### Records for the task
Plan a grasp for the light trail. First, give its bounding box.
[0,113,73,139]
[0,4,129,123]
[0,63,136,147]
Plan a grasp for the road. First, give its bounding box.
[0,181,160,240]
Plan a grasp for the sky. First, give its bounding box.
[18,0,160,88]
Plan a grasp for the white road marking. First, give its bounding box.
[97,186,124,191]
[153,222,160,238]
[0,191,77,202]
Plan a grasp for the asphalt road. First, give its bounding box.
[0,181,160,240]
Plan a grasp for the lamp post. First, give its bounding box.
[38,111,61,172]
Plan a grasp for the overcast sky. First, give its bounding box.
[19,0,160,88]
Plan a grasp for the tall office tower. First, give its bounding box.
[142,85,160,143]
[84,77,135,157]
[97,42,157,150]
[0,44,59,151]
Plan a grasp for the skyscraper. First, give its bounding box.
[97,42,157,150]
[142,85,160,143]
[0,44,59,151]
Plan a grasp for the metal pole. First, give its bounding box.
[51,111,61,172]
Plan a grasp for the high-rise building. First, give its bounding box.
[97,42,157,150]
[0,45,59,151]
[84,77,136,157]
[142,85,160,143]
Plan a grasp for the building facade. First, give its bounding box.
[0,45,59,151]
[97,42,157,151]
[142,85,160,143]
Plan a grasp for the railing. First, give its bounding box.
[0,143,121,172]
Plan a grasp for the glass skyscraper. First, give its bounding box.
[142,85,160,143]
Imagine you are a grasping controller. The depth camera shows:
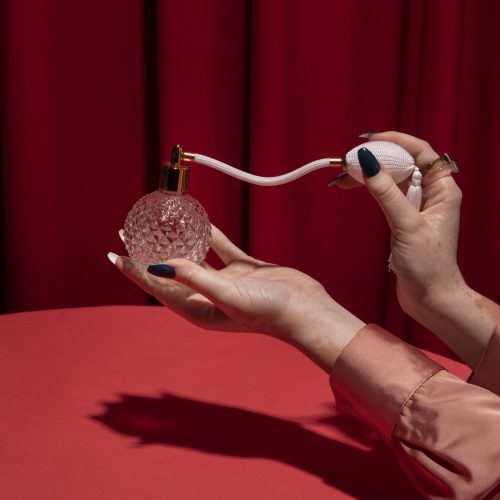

### Instructions to follow
Copy every entry above word for word and leave out any pictures.

### The output
Plan a grasp for the light trail. First, give its bounding box.
[0,113,73,139]
[0,4,129,123]
[0,63,136,147]
Plan a grasp for the road. First, give its bounding box.
[0,181,160,240]
Plan a grasp for the sky. First, give its bounding box.
[18,0,160,88]
Plan a grasp for the white road marking. First, give its bounding box.
[97,186,124,191]
[153,222,160,238]
[0,191,77,202]
Plan a grasp for the asphalt road. First, give its bounding box.
[0,181,160,240]
Plan a grasp for the lamp post. First, give its bounding box.
[38,111,61,172]
Plan a grasp for the overcast sky. First, give its bounding box.
[19,0,160,88]
Plan a grasp for the tall office tower. First, give its bounding box.
[142,85,160,143]
[84,77,135,157]
[97,42,157,150]
[0,44,59,151]
Plan a grasp for the skyscraper. First, give its bounding box.
[97,42,157,150]
[142,85,160,143]
[0,44,59,151]
Plan a grasp for the metal pole. First, give its bounding box.
[51,111,61,172]
Plan a grasp for the high-rise building. First, give its bounding box.
[97,42,157,150]
[0,45,59,151]
[84,77,136,157]
[142,85,160,143]
Plan a grasp for the building facade. First, give its bounding box.
[0,45,59,151]
[97,42,157,151]
[142,85,160,143]
Plan a grasp for the railing. First, give its bounding box.
[0,143,121,172]
Plan a grasp for the glass skyscraper. First, give its bounding box.
[142,85,160,143]
Imagine you are a grasping controller. The depth camera shows:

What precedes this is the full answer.